(Entries from a dataset)
::::

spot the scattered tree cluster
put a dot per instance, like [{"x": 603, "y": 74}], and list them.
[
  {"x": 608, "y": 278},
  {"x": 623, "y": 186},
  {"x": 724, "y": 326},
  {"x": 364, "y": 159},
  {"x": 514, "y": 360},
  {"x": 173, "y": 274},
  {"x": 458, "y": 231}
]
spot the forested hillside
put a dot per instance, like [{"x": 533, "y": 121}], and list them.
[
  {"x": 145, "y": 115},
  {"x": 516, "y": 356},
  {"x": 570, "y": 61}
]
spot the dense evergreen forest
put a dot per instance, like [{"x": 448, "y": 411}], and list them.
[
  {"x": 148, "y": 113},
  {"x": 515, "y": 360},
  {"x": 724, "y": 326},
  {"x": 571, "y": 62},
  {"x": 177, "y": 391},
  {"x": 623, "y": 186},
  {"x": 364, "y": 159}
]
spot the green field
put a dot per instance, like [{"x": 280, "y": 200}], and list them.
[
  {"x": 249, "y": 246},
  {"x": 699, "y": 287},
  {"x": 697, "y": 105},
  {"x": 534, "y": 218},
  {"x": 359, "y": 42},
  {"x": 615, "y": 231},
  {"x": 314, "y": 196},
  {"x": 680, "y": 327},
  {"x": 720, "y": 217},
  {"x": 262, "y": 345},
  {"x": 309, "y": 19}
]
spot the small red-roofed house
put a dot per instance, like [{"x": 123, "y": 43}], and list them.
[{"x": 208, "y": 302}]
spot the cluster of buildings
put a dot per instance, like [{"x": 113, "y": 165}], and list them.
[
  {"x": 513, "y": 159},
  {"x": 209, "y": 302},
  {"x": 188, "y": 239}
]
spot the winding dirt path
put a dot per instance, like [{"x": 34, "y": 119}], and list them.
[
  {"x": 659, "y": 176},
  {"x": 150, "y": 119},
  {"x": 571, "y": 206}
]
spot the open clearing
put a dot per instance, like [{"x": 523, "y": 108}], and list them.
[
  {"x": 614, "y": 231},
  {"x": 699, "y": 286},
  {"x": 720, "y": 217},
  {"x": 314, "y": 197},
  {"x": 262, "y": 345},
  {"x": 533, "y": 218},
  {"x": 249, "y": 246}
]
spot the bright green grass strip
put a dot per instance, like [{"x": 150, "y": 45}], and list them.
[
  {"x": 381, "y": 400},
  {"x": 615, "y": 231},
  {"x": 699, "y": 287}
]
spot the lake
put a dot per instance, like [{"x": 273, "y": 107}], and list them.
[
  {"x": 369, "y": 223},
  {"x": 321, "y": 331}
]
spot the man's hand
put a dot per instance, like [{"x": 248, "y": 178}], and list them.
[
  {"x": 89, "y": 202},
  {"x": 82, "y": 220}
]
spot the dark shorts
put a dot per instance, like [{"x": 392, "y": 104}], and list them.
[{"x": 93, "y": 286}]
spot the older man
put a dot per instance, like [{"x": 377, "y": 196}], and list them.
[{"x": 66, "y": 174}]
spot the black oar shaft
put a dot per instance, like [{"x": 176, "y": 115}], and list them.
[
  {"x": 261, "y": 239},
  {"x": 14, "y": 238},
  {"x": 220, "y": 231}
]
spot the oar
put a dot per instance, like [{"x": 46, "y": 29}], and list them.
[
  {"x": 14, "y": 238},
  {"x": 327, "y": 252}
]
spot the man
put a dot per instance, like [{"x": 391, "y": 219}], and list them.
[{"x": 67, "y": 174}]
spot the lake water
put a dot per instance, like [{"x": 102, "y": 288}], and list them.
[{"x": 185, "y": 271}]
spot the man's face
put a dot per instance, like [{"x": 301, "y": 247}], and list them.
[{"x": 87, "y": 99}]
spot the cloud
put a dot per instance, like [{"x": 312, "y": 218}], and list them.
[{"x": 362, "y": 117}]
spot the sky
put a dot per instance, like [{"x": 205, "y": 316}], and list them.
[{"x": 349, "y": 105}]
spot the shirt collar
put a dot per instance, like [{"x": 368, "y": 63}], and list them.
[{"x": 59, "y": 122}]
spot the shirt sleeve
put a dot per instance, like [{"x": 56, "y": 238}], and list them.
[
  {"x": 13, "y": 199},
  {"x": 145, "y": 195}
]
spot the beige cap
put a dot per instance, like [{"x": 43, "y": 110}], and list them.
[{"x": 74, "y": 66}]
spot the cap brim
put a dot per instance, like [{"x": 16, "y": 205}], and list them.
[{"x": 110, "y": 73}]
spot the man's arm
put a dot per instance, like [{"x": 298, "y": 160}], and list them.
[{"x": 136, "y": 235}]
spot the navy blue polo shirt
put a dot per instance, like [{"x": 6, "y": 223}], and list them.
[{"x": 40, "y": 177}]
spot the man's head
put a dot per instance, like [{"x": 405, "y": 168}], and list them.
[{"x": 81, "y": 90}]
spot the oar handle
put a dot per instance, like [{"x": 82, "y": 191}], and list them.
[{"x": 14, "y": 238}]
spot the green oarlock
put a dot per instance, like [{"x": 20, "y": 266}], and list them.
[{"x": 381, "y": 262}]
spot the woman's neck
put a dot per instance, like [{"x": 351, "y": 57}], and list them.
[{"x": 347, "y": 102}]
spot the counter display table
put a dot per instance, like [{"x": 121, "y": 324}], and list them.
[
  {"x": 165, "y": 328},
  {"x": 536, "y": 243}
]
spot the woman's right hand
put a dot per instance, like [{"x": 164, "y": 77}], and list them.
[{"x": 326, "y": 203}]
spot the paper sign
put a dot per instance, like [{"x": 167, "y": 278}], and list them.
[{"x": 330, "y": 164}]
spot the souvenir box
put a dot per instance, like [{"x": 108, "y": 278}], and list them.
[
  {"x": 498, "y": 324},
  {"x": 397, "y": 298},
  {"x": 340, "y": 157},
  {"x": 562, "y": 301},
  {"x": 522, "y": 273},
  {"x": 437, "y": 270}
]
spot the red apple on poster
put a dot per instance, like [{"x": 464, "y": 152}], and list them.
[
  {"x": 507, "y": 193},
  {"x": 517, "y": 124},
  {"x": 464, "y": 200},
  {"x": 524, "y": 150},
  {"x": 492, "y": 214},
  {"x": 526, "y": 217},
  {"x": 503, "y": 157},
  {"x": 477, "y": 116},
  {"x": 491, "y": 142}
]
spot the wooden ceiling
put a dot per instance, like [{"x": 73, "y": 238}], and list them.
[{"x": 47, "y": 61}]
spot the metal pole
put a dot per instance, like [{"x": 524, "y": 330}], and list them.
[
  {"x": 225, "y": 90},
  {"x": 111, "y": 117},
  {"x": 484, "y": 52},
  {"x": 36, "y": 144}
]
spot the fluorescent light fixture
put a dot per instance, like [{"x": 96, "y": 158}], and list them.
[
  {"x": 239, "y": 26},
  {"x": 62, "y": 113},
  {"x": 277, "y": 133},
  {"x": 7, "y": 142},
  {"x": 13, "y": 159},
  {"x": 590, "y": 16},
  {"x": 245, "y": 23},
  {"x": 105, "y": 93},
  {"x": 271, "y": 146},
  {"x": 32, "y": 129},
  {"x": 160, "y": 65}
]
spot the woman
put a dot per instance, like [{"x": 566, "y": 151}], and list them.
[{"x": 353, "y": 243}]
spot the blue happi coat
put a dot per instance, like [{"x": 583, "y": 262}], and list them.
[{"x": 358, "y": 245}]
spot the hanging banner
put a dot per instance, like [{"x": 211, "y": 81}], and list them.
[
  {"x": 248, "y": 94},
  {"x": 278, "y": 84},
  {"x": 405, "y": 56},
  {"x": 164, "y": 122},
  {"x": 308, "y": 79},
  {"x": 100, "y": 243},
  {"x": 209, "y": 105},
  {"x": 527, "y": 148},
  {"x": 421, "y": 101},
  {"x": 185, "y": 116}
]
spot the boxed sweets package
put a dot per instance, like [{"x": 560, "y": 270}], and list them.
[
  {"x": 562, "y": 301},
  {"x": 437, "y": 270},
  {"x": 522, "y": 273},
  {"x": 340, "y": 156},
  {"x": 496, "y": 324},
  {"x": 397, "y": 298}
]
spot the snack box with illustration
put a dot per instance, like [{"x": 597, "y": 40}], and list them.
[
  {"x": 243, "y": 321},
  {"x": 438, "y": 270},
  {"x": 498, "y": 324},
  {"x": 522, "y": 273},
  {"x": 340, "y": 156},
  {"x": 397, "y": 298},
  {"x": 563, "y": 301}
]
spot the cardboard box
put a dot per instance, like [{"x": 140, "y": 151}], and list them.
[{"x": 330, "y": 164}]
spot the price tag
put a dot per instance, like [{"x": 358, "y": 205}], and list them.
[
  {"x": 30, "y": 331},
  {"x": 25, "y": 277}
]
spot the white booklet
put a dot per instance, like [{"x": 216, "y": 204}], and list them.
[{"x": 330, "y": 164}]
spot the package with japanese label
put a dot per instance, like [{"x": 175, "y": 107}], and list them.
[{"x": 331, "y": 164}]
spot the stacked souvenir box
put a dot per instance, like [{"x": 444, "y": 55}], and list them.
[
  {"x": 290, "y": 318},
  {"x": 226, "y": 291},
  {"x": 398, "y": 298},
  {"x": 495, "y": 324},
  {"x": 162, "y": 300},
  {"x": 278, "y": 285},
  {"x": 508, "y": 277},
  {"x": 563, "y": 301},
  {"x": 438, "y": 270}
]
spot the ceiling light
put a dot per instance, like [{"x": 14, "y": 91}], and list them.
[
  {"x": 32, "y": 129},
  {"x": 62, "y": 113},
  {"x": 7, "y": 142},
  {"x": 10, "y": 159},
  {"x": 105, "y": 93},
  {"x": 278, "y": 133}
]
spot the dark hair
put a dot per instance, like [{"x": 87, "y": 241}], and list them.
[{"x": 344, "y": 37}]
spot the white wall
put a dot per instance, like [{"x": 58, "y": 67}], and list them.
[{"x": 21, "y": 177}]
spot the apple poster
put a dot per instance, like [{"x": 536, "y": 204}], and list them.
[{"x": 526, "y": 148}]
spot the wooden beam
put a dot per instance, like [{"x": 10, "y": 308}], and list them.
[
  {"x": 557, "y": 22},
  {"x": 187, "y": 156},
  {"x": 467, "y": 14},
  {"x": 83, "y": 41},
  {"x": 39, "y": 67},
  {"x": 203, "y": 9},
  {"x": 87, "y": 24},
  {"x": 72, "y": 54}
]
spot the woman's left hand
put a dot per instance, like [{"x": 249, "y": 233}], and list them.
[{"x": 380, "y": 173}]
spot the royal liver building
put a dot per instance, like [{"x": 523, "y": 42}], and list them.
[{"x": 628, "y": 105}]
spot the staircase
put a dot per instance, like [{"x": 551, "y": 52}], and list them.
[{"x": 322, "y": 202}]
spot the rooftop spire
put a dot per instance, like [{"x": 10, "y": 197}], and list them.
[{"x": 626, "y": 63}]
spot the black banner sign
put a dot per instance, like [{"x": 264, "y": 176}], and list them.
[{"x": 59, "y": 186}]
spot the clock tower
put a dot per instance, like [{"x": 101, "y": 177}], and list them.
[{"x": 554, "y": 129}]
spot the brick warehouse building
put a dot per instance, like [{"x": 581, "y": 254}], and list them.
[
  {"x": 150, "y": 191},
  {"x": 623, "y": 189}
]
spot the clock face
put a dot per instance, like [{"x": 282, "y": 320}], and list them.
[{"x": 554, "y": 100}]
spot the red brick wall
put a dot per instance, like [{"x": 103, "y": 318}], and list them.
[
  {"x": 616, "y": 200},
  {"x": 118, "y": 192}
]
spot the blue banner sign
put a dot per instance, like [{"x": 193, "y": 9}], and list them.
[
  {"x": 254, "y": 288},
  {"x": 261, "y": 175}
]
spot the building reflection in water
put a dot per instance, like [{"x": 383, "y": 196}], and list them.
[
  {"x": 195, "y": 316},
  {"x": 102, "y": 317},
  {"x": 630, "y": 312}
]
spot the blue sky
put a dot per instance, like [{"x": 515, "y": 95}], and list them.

::::

Write out only what runs from the line holding "spot the red brick wall" through the last line of the records, exactly as shown.

spot the red brick wall
put a dot per instance, like [{"x": 103, "y": 318}], and list them.
[
  {"x": 616, "y": 200},
  {"x": 118, "y": 192}
]
spot the blue banner sign
put a dot per instance, like [{"x": 193, "y": 9}], and list them.
[
  {"x": 254, "y": 288},
  {"x": 261, "y": 175}
]
spot the building reflection in water
put a dot per instance, like [{"x": 383, "y": 196}], and list them.
[
  {"x": 195, "y": 316},
  {"x": 102, "y": 317},
  {"x": 630, "y": 312}
]
spot the blue sky
put a dot per instance, like [{"x": 515, "y": 95}], and list them.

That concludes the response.